JOB:
Skip the images and copy each record exactly as written.

(Records)

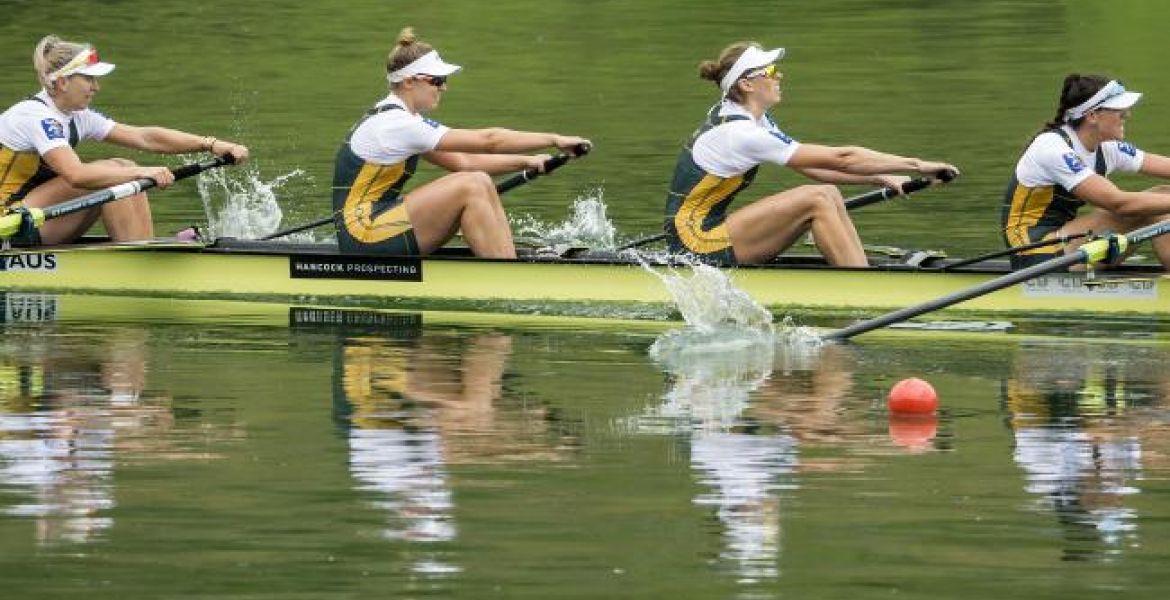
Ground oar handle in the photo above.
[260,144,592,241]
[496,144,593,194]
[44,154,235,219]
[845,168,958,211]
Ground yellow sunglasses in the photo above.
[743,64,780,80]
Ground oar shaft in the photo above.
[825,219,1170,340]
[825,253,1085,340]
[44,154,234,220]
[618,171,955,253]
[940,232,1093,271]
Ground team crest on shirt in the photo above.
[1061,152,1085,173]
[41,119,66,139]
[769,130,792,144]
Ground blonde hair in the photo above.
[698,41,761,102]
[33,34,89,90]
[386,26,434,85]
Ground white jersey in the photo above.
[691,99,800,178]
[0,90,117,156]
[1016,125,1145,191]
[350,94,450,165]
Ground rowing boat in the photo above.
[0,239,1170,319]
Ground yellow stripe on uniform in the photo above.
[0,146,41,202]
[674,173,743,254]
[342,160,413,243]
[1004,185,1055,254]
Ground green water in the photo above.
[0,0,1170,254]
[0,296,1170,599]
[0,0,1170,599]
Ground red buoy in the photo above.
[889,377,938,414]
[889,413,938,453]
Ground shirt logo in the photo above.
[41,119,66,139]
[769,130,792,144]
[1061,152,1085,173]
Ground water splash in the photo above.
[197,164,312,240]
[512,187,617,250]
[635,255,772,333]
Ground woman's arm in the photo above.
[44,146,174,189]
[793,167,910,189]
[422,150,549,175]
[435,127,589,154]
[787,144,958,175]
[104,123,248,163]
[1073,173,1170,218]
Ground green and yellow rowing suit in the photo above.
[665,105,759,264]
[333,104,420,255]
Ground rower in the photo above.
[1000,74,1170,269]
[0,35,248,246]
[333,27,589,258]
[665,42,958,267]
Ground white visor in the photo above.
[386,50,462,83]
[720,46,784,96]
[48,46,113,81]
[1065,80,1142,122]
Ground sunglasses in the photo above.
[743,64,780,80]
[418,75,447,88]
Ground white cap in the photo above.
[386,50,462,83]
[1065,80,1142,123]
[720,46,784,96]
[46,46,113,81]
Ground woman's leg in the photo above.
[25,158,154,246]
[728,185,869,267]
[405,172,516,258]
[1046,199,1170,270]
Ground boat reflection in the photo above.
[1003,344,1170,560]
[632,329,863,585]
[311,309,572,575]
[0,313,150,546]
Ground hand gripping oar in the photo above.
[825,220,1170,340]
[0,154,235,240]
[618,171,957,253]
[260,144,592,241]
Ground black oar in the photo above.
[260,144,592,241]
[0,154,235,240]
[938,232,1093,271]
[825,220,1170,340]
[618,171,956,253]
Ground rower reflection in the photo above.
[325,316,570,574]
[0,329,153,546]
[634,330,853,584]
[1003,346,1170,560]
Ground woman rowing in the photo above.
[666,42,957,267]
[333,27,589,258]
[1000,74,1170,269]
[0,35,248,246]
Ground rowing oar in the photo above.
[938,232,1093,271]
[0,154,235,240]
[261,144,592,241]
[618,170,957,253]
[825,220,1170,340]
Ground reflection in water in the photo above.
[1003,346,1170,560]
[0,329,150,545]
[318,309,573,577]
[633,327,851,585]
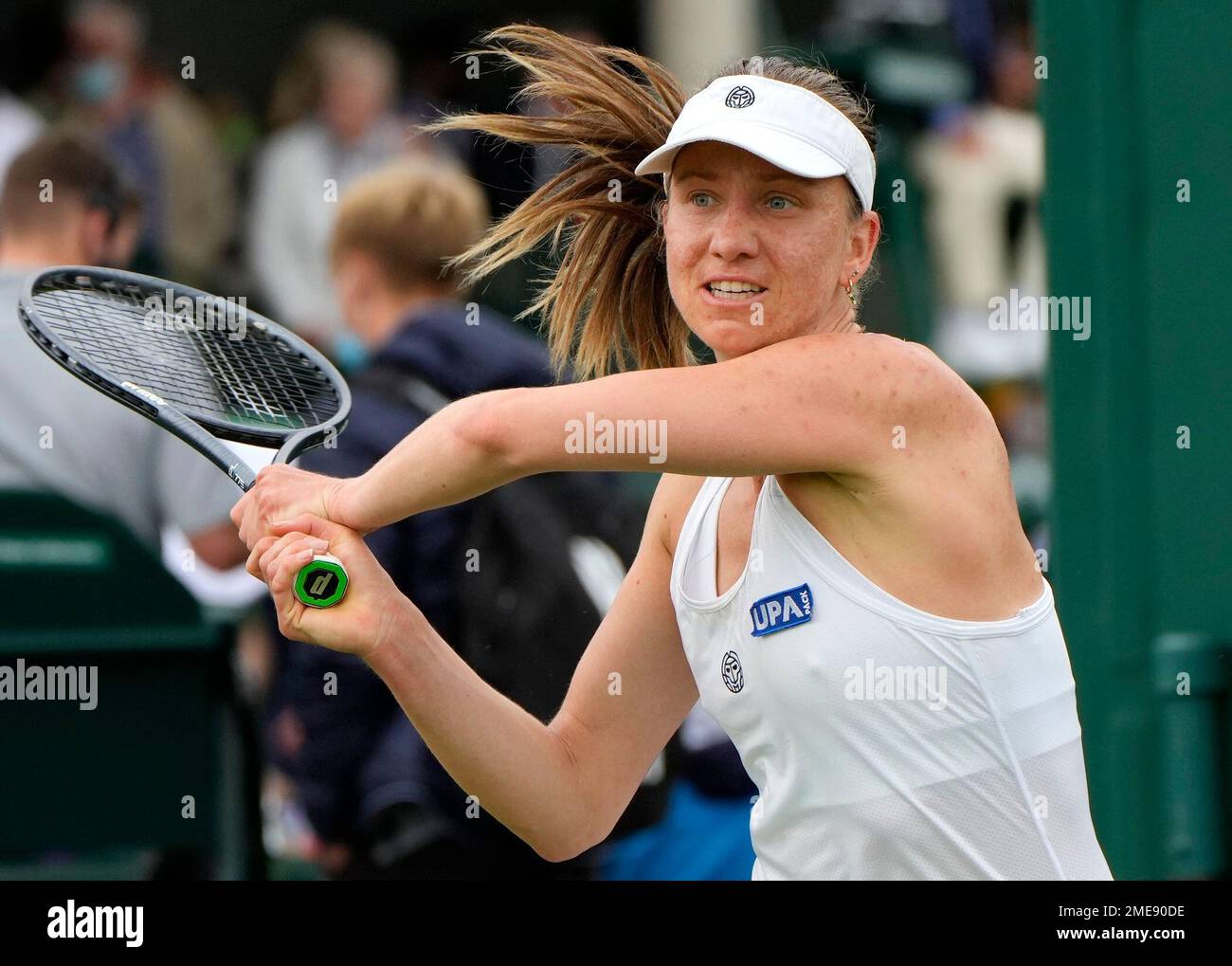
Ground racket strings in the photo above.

EXERCISE RESULT:
Ground oar handle in the photo above.
[260,144,592,241]
[496,144,593,194]
[44,154,235,219]
[845,168,958,211]
Ground yellow sunglasses in the photo above.
[743,64,780,80]
Ground oar shaft in the photo above.
[825,219,1170,340]
[825,253,1085,340]
[44,154,234,220]
[618,171,955,253]
[940,232,1093,271]
Ground team crest on shirt in the photo above.
[1061,152,1085,173]
[41,119,66,139]
[769,130,792,144]
Ground blonde hair in the photo above.
[698,41,761,102]
[33,34,89,90]
[386,26,434,85]
Ground white jersey in the photo above.
[691,99,800,178]
[0,90,117,156]
[1016,125,1145,191]
[350,94,450,165]
Ground rowing boat in the photo above.
[0,239,1170,319]
Ground yellow stripe on uniform in the photo above.
[0,146,41,202]
[674,173,743,254]
[342,160,413,243]
[1004,185,1055,254]
Ground green water in the photo above.
[0,0,1170,254]
[0,296,1170,599]
[0,0,1170,599]
Ground red buoy in the photo above.
[889,377,938,414]
[889,413,938,453]
Ground shirt logo in the photo above.
[41,119,66,139]
[769,130,792,144]
[1061,152,1085,173]
Ground water splash in the photo above.
[197,164,312,240]
[512,187,617,250]
[635,255,772,333]
Ground woman's arm in the photo above.
[44,146,174,189]
[793,167,910,189]
[422,150,549,175]
[435,127,589,154]
[787,144,958,175]
[104,123,248,163]
[1073,173,1170,218]
Ground green and yellow rowing suit in the photo above.
[665,105,759,264]
[333,104,420,255]
Ground rower in the photo above.
[1000,74,1170,269]
[0,35,248,246]
[333,27,589,258]
[665,42,958,267]
Ground white visor in the photo above.
[386,50,462,83]
[720,46,784,96]
[48,46,113,81]
[1065,80,1142,122]
Ground sunglasses in the photo above.
[743,64,780,80]
[418,75,447,88]
Ground white cap in the photo above.
[386,50,462,83]
[1065,80,1142,123]
[720,46,784,96]
[46,46,113,81]
Ground woman's leg in the photo above.
[25,158,154,246]
[728,185,869,267]
[405,172,516,258]
[1046,199,1170,270]
Ground boat reflection in the photo above.
[1003,344,1170,560]
[632,329,863,585]
[311,309,572,575]
[0,313,150,546]
Ground hand gripping oar in the photo above.
[825,220,1170,340]
[0,154,235,240]
[618,171,957,253]
[260,144,592,241]
Ground black oar in the photo above.
[260,144,592,241]
[0,154,235,240]
[938,232,1093,271]
[825,220,1170,340]
[618,171,956,253]
Ground rower reflection in the photo above.
[325,316,570,574]
[0,329,153,546]
[634,330,853,584]
[1003,346,1170,560]
Ground woman rowing in the photo above.
[666,42,957,267]
[333,27,589,258]
[1000,74,1170,269]
[0,35,248,246]
Ground rowing oar in the photo above.
[938,232,1093,271]
[0,154,235,240]
[261,144,592,241]
[618,170,957,253]
[825,220,1170,340]
Ground reflection in water in the photo above.
[1003,346,1170,560]
[0,329,150,545]
[318,309,573,577]
[633,327,851,585]
Ground racket strings in the photo above.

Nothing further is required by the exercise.